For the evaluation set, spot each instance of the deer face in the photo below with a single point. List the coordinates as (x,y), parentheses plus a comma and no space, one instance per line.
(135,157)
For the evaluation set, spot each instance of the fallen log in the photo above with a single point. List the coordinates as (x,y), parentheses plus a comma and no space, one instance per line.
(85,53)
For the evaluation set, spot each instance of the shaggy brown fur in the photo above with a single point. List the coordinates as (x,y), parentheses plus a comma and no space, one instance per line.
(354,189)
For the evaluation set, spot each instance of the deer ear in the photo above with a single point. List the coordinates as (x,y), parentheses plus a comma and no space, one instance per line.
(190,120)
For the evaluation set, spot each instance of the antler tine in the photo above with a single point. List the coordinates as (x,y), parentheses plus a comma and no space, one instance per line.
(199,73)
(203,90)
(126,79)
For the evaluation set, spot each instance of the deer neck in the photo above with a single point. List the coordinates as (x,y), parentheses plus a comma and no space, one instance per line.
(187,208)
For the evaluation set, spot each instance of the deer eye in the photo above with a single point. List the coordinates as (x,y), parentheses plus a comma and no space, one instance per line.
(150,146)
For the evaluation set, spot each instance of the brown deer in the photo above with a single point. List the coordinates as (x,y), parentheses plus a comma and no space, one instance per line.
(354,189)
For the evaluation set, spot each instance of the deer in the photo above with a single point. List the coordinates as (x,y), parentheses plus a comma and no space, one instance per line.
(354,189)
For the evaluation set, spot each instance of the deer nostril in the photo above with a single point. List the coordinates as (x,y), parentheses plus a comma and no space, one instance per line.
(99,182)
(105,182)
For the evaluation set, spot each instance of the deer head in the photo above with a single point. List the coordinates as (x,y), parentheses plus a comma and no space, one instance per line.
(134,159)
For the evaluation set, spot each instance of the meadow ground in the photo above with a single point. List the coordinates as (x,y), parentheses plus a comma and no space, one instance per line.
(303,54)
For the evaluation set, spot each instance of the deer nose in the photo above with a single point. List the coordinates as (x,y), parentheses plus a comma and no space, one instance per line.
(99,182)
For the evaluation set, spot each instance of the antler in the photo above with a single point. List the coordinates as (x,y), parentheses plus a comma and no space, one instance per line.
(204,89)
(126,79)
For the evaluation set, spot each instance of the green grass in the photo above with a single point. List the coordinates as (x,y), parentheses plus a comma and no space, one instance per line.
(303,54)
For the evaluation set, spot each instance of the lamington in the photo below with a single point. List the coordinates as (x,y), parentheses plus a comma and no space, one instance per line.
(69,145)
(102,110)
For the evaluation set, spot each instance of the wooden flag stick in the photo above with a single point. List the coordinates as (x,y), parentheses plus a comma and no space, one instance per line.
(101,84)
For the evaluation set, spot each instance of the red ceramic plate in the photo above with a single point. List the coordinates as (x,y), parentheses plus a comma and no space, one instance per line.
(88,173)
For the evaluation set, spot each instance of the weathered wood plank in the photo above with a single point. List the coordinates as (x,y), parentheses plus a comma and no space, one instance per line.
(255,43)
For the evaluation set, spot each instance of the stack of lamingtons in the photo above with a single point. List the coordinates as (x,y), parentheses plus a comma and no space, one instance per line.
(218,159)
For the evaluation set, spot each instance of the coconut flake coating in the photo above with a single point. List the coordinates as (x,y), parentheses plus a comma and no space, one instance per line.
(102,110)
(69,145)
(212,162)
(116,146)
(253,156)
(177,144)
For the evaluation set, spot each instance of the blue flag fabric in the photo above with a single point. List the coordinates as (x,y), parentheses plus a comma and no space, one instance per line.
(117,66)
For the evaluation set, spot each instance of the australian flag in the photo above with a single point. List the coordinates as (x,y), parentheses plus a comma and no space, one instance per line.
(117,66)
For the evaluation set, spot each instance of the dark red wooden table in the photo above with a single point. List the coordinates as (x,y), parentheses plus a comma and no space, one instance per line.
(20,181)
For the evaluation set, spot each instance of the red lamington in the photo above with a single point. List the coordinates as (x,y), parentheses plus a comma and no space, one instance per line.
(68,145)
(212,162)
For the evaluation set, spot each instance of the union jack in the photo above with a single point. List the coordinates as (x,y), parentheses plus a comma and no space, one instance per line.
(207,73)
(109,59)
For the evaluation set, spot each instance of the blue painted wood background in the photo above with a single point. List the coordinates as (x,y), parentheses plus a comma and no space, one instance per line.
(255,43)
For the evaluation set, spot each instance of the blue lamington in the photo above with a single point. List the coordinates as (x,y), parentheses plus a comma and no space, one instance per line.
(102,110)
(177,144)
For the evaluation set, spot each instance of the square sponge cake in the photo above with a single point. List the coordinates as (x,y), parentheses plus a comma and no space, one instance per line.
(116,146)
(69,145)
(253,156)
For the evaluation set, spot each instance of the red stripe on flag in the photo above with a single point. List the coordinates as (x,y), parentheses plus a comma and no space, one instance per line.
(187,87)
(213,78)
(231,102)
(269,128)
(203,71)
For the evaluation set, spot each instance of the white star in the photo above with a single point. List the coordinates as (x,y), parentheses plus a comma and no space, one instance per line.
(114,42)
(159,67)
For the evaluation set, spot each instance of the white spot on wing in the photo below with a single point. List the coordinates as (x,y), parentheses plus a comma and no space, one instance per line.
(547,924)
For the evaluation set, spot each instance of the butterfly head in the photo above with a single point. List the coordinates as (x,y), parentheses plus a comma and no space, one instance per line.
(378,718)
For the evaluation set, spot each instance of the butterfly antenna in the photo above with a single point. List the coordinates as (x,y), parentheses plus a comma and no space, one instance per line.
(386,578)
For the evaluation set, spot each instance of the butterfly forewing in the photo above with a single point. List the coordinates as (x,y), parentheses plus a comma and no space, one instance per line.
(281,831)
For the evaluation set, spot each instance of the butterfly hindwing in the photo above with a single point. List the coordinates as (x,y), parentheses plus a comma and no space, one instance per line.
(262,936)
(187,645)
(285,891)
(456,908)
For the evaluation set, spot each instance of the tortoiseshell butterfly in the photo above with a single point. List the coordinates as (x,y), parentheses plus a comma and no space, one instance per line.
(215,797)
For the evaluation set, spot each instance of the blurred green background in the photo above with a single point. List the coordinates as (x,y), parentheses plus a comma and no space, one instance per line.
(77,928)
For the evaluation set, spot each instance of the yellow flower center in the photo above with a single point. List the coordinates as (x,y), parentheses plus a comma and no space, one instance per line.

|---|

Set down every line of the listing above again, exactly as given.

For the evaluation set, spot each instance of the deer face in the photo below with a single point. List the coordinates as (x,y), parentheses plus a comma and no space, one instance per line.
(135,157)
For the evaluation set, spot each instance of the fallen log in the photo above with a single point. List the coordinates as (x,y), parentheses plus a comma and no space, one instance per line.
(85,53)
For the evaluation set, spot each instance of the shaggy brown fur in the photo above with a single point. List the coordinates as (x,y), parentheses plus a comma and no space, one instance per line.
(354,189)
For the evaluation set, spot each instance of the deer ear in the photo above with a single point. List the coordinates as (x,y), parentheses plus a comma and no space, one instance per line.
(190,120)
For the evaluation set, spot each instance of the antler tine in the photo above with a single point. List the coordinates as (x,y), parentheses plus a comma and no space, one instance per line.
(199,73)
(203,90)
(126,79)
For the evaluation set, spot each instance of the deer neck in the photo above with a single point. List the coordinates as (x,y), parentheses plus a comma and no space, one instance per line.
(187,208)
For the evaluation set, spot each instance of the deer eye in the photo above with a single point. List the coordinates as (x,y), parentheses plus a comma and no space, one instance per line.
(150,146)
For the evaluation set, spot each instance of the brown deer in the photo above with a single point. List the coordinates as (x,y), parentheses plus a comma and no space, one instance per line.
(354,189)
For the evaluation set, spot each instance of the deer in the photo above with a single point. List the coordinates as (x,y), parentheses plus a comma and no space, one instance per line.
(354,189)
For the evaluation set, spot each instance of the deer nostril in the photo above with a single point. List the coordinates as (x,y), parentheses plus a comma and no space, one instance per line.
(99,182)
(105,182)
For the evaluation set, spot each instance of the deer head in the photo above with a single point. List the coordinates as (x,y), parentheses plus a comma and no space, one instance per line.
(134,159)
For the evaluation set, spot each instance of the meadow ground in the photo above with a single point. List the coordinates as (x,y), parentheses plus a comma and no space, one instance per line.
(303,54)
For the evaluation set, spot each instance of the deer nose in the photo above with a single point. List the coordinates as (x,y), parentheses plus a comma and no space, one instance per line.
(99,182)
For the evaluation set, spot each instance of the antler in the photo above with a single point. List the coordinates as (x,y), parentheses plus a comma and no space, one instance per line.
(204,89)
(126,79)
For the evaluation set, spot each instance of the green grass in the photo above with a single point. List the coordinates as (x,y), parentheses plus a comma and no space, one instance per line.
(303,54)
For the evaluation set, spot each instance of the lamington in the photo below with a single point. List the coordinates as (x,y), parentheses plus a comma and no space, one instance per line.
(69,145)
(102,110)
For the evaluation set, spot each instance of the wooden flag stick in the photo above with a single point. List the coordinates as (x,y), parentheses plus a comma and no space, one instance per line.
(101,84)
For the evaluation set, spot each instance of the red ceramic plate in the photo above with a single point. List the coordinates as (x,y), parentheses plus a comma and no space, one instance per line.
(88,173)
For the evaluation set, spot each instance of the weathered wood plank in the photo above with a single point. List the coordinates as (x,y), parentheses plus a comma and no space, one instance per line.
(255,43)
For the evaluation set, spot each instance of the stack of lamingtons in the photo above with a single point. List the coordinates as (x,y), parentheses plus a comma and no space, one instance per line.
(218,159)
For the evaluation set, spot each instance of the coconut flake coating in the photo above with a single point. List the coordinates as (x,y), parentheses plus a comma and no space, one instance per line.
(102,110)
(69,145)
(212,162)
(116,146)
(253,156)
(177,144)
For the evaluation set, spot each instance of the blue flag fabric in the photo above with a single point. List the coordinates as (x,y), parentheses plus a comma and no space, one instance per line.
(117,66)
For the evaluation set, spot each instance of the australian flag in the photo above with a single point. List the coordinates as (x,y), parentheses plus a comma and no space, one instance per line.
(117,66)
For the evaluation set, spot each instance of the dark red wooden table in the photo above with a single point. List the coordinates as (x,y), parentheses plus a comma and no space, one instance per line.
(20,181)
For the evaluation set, spot each instance of the red lamington in the photo above with a single point. List the coordinates as (x,y), parentheses plus a comma and no space, one instance per line.
(68,145)
(212,162)
For the evaluation set, spot each instance of the union jack in the photo above with a single point. List the coordinates as (x,y), parentheses plus a comma and no space, one instance per line.
(207,73)
(109,59)
For the evaluation set, spot each instance of the blue painted wood background in the photo above with a single point. List the coordinates as (x,y), parentheses plus a comma and no space, one instance per line.
(255,43)
For the evaluation set, spot each instance of the blue lamington in the photo above with a single point. List the coordinates as (x,y), parentheses plus a comma and no space, one instance per line.
(102,110)
(177,144)
For the evaluation set, spot each instance of the square sponge cake in the photo above with a single point. List the coordinates as (x,y), parentheses plus a comma and no space, one instance per line.
(116,146)
(69,145)
(253,156)
For the evaluation set, spot each instance of the red stripe on flag in the photo above with a single point. List the coordinates as (x,y), parentheses plus a comma and no space, one instance per line.
(187,87)
(213,78)
(231,102)
(269,128)
(203,71)
For the evaluation set, spot each instance of the white star in the photo above with a single point. List the coordinates as (x,y), parentheses plus a comma and no space, one instance per line.
(114,42)
(159,67)
For the evaluation set, spot each instance of the white spot on wing in the photo below with a single point. List the coordinates as (x,y), parentheses plus a comma and no space, one instance per line.
(547,924)
For the evaluation set, spot each instance of the butterfly head in the photo above with a single point. List the coordinates as (x,y), parentheses plus a comma and no space, one instance per line.
(378,718)
For the evaluation set, spot each instance of the butterfly antenna in the photo above with a single point. List the coordinates as (x,y), parentheses plus a comma and no space, one instance per line.
(386,578)
For the evaluation set, spot each instance of the butterfly forewing in the photo above with a single point. List the coordinates as (x,y), parentheses plus a comma and no space, one instance per line.
(281,831)
For the evaluation set, spot each instance of the butterfly hindwing in the photo above with a single point. List the coordinates as (x,y), parentheses plus a comma and no space, one instance per line.
(262,936)
(187,645)
(285,891)
(456,908)
For the evaluation set, spot each instance of the tortoiseshell butterfly in the photo above with a single point. List the coordinates as (x,y), parentheses plus a comma and no space, one instance per line.
(215,797)
For the evaluation set, spot each instance of the blurred green background in the photo above with a single point. List the coordinates as (x,y), parentheses plus a comma and no space, one instance per line.
(77,928)
For the evaluation set, spot each instance of the yellow flower center in the photo above with a single point. List the coordinates as (x,y), parentheses plus a comma and no space, one instance per line.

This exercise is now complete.